··· WORKING DATA ···

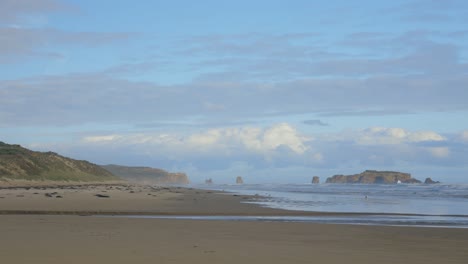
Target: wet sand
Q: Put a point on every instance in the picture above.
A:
(50, 238)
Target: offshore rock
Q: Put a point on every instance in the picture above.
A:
(430, 181)
(239, 180)
(208, 181)
(373, 176)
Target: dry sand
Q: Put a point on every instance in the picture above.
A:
(89, 239)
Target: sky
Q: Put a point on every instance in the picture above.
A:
(273, 91)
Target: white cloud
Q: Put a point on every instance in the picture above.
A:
(464, 136)
(251, 139)
(97, 139)
(393, 136)
(440, 152)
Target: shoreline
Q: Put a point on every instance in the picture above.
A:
(50, 225)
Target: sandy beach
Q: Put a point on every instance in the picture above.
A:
(33, 231)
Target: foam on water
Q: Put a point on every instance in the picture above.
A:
(436, 204)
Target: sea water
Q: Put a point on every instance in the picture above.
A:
(389, 204)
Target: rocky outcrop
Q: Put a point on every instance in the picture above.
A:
(239, 180)
(208, 181)
(372, 176)
(430, 181)
(147, 175)
(18, 163)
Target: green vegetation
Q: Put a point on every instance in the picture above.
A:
(18, 163)
(147, 174)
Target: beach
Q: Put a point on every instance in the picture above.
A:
(58, 225)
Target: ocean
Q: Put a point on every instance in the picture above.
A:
(437, 205)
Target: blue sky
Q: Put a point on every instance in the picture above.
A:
(275, 91)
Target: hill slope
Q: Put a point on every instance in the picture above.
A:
(372, 176)
(18, 163)
(147, 174)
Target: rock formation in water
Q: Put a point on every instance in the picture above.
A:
(208, 181)
(430, 181)
(147, 175)
(373, 176)
(18, 163)
(239, 180)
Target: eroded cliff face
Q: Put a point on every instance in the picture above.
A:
(316, 180)
(372, 176)
(147, 175)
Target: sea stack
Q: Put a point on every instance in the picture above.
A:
(208, 181)
(316, 180)
(239, 180)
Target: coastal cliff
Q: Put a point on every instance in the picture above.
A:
(147, 175)
(18, 163)
(373, 176)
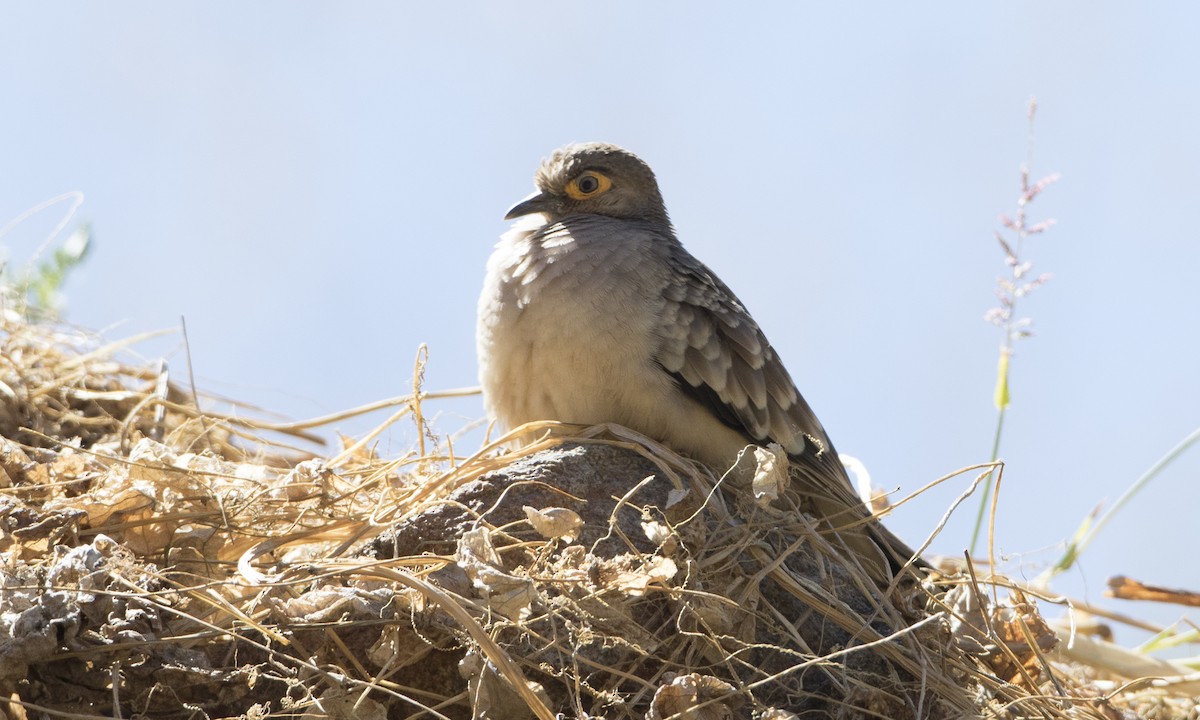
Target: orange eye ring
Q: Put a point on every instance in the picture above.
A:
(588, 185)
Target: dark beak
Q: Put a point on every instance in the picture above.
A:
(538, 202)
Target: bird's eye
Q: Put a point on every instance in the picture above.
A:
(588, 185)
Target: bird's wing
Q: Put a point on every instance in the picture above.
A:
(721, 359)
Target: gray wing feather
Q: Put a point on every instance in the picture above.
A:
(713, 345)
(721, 359)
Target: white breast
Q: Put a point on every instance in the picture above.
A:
(563, 323)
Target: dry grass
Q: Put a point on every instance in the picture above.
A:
(168, 563)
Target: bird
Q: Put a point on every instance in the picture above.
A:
(593, 312)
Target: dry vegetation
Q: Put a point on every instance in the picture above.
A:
(159, 562)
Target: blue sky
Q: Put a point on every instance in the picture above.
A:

···

Each line in the material with "vegetation" in it must be reported.

Target: green vegetation
Target: dry vegetation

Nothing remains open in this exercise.